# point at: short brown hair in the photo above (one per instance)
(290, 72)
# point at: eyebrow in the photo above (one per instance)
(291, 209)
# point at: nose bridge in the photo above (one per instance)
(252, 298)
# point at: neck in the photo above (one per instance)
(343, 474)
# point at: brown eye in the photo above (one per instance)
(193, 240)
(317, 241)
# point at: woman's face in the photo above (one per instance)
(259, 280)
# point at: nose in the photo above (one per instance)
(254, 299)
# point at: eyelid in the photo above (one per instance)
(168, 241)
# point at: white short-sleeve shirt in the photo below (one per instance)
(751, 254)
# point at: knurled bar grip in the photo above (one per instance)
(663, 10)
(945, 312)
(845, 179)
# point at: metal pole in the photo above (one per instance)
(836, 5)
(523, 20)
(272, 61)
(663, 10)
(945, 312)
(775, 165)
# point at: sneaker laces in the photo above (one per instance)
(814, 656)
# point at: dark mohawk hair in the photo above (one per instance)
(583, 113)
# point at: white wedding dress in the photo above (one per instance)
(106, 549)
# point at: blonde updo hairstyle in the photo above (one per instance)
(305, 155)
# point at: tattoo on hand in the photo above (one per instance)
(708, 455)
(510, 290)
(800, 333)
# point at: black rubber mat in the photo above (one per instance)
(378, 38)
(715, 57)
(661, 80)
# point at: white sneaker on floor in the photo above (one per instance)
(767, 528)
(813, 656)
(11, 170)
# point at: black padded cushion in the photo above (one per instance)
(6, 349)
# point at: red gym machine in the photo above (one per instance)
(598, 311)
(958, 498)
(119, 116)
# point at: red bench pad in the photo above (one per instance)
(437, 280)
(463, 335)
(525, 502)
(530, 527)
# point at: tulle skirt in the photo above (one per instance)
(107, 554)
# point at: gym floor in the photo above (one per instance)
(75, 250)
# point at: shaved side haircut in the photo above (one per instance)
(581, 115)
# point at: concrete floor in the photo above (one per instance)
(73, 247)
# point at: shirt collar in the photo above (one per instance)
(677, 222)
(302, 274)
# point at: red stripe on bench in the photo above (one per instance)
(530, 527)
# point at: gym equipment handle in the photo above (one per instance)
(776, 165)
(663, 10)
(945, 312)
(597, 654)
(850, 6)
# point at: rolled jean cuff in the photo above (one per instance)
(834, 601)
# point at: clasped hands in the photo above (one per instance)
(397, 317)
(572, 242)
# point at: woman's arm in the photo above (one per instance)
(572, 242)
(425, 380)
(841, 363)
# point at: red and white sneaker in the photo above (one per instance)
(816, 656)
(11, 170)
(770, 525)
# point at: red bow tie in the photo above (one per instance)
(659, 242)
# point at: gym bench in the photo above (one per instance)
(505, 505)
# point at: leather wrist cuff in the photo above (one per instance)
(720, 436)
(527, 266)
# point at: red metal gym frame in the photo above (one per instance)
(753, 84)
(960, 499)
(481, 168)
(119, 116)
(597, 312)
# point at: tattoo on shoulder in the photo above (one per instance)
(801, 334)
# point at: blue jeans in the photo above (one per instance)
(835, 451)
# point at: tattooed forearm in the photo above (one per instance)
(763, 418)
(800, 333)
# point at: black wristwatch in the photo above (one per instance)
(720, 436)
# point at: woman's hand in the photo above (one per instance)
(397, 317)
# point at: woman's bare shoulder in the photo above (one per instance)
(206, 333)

What is needed -> Quote the records word for word, starting at the line that contains "# point at: woman's hand" and continuing through the last line of the records.

Task response ->
# point at: woman's hand in the photo above (one per instance)
(397, 317)
# point at: woman's bare shoulder in the photo above (one per instance)
(206, 333)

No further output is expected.